WORK INSTRUCTIONS
Reproduce the stretch of lines from the start through the line containing "[410, 1134]", both ends included and requests kept. Scale every answer coordinate by 1.3, rounding to whole numbers with halves going up, and leave out the pictures.
==== ENTRIES SUPPLIED ====
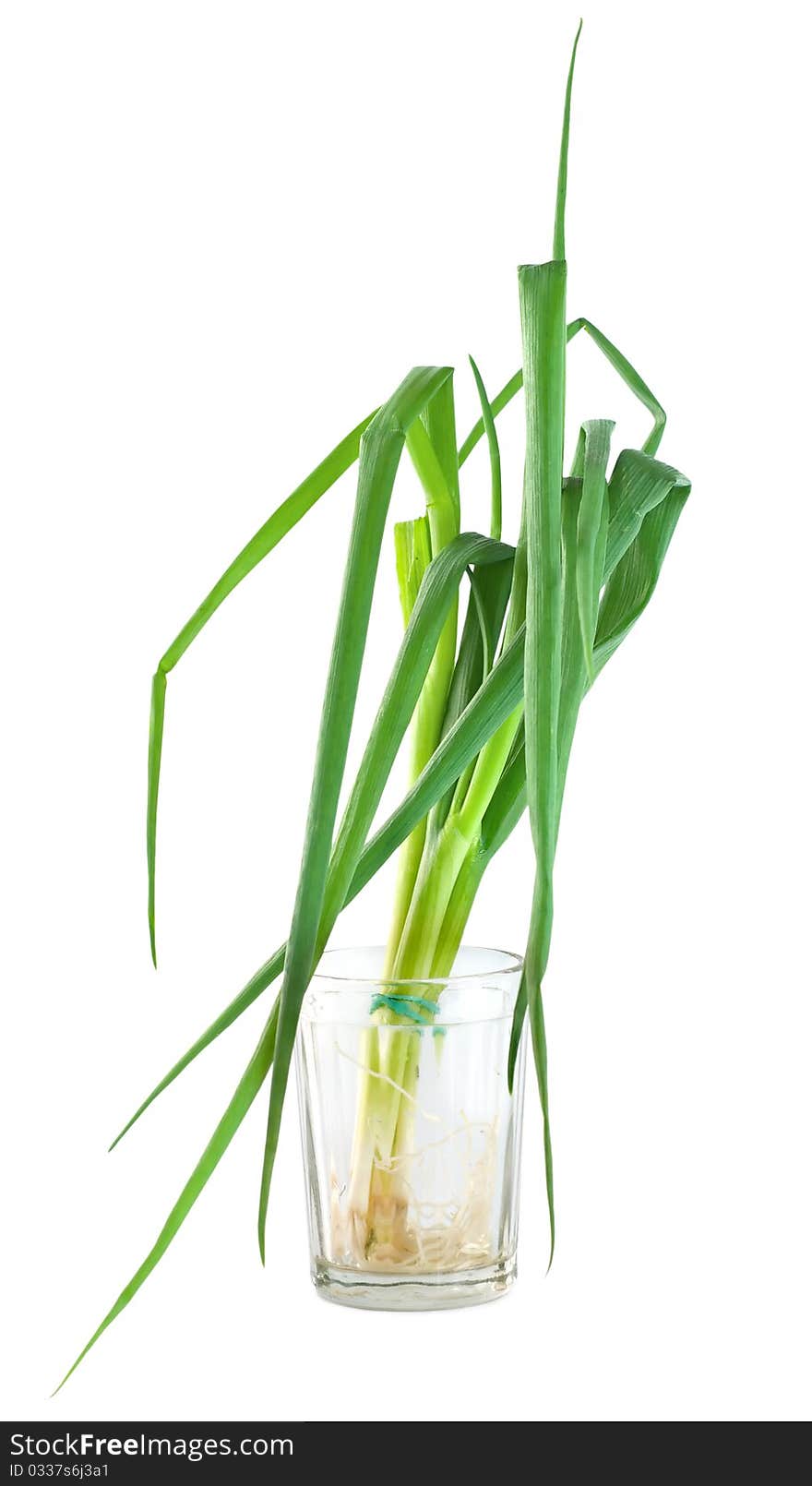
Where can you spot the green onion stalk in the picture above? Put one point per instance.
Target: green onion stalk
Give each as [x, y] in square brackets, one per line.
[490, 708]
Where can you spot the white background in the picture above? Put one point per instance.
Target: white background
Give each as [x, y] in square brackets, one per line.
[229, 231]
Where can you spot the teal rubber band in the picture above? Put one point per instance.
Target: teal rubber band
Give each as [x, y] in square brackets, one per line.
[401, 1006]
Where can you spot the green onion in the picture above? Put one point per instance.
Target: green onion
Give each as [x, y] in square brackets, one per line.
[490, 713]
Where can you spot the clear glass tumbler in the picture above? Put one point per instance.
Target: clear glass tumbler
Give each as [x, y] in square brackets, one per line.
[410, 1134]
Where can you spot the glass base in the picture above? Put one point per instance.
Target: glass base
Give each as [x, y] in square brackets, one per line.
[388, 1291]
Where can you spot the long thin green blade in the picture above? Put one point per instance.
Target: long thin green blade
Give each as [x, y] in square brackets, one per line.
[561, 190]
[270, 533]
[641, 537]
[493, 450]
[380, 452]
[484, 713]
[239, 1105]
[543, 304]
[256, 986]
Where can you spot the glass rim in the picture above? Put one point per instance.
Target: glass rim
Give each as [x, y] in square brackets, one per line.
[365, 983]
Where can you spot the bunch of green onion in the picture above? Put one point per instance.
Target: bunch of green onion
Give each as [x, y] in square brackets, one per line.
[492, 716]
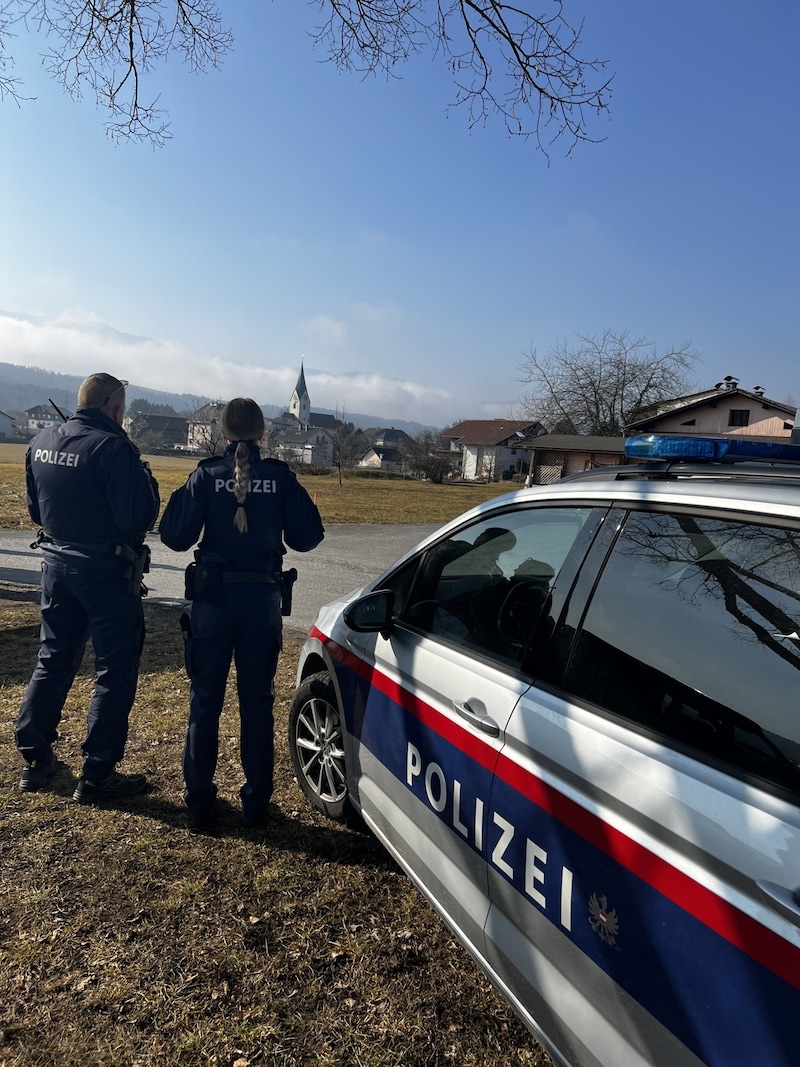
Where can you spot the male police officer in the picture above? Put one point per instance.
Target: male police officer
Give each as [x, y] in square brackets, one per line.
[95, 500]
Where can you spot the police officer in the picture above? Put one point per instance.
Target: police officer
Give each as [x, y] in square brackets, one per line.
[245, 507]
[95, 500]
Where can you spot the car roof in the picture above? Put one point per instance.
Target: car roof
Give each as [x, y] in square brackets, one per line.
[756, 491]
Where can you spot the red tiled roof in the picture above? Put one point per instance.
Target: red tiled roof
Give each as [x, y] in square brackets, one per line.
[490, 431]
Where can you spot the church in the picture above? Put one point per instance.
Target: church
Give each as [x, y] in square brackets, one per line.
[299, 434]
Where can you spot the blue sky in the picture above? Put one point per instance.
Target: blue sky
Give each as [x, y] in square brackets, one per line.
[360, 224]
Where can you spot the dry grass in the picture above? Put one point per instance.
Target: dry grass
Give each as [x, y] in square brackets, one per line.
[355, 500]
[127, 940]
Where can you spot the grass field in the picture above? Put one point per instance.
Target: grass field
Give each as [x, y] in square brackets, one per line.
[356, 500]
[125, 939]
[128, 941]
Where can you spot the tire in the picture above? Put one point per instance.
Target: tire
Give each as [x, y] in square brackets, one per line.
[316, 743]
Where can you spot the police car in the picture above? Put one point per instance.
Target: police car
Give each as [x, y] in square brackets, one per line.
[572, 716]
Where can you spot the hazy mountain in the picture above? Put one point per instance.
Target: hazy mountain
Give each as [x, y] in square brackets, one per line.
[22, 387]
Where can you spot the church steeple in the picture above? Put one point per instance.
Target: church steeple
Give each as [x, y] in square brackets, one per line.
[300, 405]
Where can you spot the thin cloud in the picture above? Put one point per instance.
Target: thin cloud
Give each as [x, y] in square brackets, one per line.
[78, 343]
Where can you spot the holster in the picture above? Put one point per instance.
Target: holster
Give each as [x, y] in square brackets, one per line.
[287, 580]
[134, 564]
[203, 580]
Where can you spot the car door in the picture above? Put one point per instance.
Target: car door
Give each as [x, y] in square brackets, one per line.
[438, 690]
[645, 906]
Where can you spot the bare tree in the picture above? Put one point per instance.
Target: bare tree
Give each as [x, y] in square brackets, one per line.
[602, 383]
[348, 443]
[527, 69]
[205, 429]
[428, 457]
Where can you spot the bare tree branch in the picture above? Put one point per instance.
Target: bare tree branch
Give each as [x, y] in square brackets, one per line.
[108, 47]
[601, 384]
[526, 69]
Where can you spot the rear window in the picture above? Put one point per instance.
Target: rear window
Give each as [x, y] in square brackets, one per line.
[693, 632]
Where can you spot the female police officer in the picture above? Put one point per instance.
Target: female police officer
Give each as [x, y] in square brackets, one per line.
[245, 508]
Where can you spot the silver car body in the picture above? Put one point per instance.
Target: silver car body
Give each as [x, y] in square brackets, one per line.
[636, 904]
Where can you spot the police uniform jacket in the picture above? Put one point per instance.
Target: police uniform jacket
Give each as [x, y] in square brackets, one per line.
[86, 484]
[277, 507]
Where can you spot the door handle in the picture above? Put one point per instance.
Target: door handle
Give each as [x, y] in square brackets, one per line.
[484, 722]
[785, 901]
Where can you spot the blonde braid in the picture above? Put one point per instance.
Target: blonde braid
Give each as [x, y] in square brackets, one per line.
[241, 481]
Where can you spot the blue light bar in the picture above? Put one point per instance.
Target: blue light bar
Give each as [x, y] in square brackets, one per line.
[690, 448]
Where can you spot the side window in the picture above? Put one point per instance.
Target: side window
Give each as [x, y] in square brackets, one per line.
[693, 632]
[486, 587]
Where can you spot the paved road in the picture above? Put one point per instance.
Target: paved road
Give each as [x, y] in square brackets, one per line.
[350, 556]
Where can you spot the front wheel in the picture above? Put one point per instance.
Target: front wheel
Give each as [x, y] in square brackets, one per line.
[316, 743]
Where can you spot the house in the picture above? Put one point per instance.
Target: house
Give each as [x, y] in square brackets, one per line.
[384, 458]
[387, 436]
[42, 416]
[6, 427]
[724, 410]
[492, 448]
[162, 432]
[553, 456]
[204, 433]
[313, 446]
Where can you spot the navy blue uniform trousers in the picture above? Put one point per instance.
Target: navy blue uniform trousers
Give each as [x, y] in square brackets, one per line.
[246, 627]
[82, 598]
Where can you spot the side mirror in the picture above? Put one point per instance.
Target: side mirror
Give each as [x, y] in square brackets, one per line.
[372, 614]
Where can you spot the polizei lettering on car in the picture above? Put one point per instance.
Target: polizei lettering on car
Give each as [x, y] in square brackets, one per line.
[619, 903]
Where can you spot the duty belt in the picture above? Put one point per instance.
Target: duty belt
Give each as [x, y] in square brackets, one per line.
[242, 577]
[102, 548]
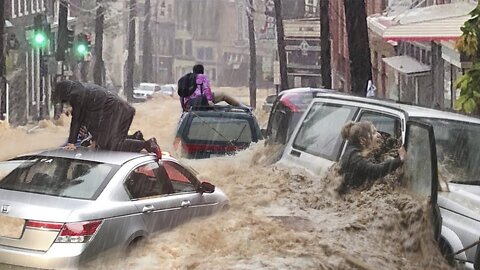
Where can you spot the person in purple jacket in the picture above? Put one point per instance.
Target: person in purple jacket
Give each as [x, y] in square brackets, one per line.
[203, 95]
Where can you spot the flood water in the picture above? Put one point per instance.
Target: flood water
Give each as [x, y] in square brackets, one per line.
[279, 219]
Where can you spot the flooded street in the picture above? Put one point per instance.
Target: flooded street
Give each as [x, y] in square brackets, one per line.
[278, 218]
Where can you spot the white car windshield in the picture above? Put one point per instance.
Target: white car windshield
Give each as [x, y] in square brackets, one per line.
[55, 176]
[146, 87]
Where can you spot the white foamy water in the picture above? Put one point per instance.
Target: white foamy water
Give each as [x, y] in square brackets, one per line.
[278, 219]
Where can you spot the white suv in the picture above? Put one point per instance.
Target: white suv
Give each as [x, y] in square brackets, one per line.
[317, 143]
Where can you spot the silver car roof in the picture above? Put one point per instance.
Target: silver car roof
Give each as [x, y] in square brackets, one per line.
[84, 153]
[410, 110]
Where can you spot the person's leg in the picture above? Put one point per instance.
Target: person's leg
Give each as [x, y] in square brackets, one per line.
[220, 96]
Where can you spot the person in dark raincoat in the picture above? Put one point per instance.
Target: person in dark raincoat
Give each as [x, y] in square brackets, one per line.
[104, 114]
[356, 168]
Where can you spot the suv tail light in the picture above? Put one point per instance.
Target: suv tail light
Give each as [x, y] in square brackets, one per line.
[44, 226]
[78, 232]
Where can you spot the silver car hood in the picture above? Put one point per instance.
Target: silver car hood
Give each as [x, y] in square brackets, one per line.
[38, 207]
[462, 199]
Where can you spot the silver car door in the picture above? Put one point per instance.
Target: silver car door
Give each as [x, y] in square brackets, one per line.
[159, 210]
[421, 172]
[185, 186]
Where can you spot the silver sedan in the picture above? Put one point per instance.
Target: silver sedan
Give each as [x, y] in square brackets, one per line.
[60, 209]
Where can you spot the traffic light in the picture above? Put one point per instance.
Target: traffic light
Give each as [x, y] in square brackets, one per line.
[41, 32]
[81, 47]
[43, 65]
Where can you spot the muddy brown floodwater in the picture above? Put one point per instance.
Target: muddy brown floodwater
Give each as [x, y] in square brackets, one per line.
[279, 219]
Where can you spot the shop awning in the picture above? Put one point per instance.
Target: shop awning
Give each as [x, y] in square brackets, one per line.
[438, 22]
[8, 23]
[406, 65]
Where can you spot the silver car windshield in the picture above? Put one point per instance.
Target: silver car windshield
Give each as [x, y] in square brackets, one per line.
[458, 150]
[147, 87]
[56, 176]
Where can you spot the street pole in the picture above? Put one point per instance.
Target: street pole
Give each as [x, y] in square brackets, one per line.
[99, 67]
[325, 57]
[282, 55]
[130, 63]
[62, 44]
[3, 83]
[147, 45]
[358, 46]
[253, 56]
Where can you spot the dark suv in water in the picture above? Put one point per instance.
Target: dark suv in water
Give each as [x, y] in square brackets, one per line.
[223, 130]
[286, 111]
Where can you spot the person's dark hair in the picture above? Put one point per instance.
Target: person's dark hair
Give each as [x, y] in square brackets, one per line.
[63, 89]
[355, 132]
[198, 69]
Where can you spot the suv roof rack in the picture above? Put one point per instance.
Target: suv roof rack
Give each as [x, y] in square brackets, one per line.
[223, 108]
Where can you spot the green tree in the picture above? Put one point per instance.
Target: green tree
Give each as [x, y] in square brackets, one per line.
[469, 83]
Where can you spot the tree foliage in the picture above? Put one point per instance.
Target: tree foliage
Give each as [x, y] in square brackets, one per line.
[469, 83]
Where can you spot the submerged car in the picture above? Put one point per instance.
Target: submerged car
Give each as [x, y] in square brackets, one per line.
[442, 159]
[168, 89]
[61, 209]
[286, 111]
[223, 130]
[145, 91]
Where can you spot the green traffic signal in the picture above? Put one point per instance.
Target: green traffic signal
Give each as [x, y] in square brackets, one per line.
[40, 39]
[81, 49]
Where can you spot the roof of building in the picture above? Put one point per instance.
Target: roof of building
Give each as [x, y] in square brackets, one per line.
[437, 22]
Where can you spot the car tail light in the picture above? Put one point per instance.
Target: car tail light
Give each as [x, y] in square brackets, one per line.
[41, 225]
[78, 232]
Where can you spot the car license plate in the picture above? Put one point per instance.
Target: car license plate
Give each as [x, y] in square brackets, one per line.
[11, 227]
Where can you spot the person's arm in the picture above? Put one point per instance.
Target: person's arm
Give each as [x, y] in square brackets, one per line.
[207, 91]
[363, 167]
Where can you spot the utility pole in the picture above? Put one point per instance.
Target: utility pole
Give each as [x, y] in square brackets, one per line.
[253, 56]
[358, 46]
[130, 63]
[3, 83]
[282, 55]
[99, 67]
[325, 57]
[147, 45]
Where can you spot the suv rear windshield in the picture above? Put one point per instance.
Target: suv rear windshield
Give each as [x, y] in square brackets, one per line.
[55, 176]
[208, 128]
[458, 148]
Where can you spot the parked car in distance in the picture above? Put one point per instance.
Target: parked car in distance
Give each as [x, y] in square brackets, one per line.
[145, 91]
[286, 111]
[223, 130]
[442, 158]
[268, 103]
[168, 89]
[61, 209]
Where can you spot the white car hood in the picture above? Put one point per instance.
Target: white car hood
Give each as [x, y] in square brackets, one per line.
[463, 199]
[145, 92]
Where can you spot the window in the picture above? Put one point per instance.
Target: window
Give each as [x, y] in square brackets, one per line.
[148, 181]
[383, 123]
[201, 53]
[218, 129]
[60, 177]
[179, 47]
[188, 47]
[208, 53]
[182, 180]
[319, 133]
====
RESULT
Where can you spot the green onion stalk in the picture above? Put one point per instance.
Target: green onion stalk
Give each as [x, y] in square brackets, one per line.
[637, 920]
Where can you spot the white background in the picture above? Put one point per instance.
Target: white background
Give each as [x, y] in square brackets, one per line.
[298, 300]
Where can you spot the teal rubber band in the picture above? Put one point per instance.
Target: teal rubber band
Give each as [x, y] in square brackets, one per line.
[521, 1308]
Where can you spot the green onion in the picture above? Put one point per instance.
Target: green onion
Give each as [x, y] in square brackets, one per line.
[637, 927]
Where can you spot the clear glass tumbler in the picture above? Put one point per instance.
Target: clear glass tumbler
Give each as [x, y] in square brackets, one per line.
[533, 1474]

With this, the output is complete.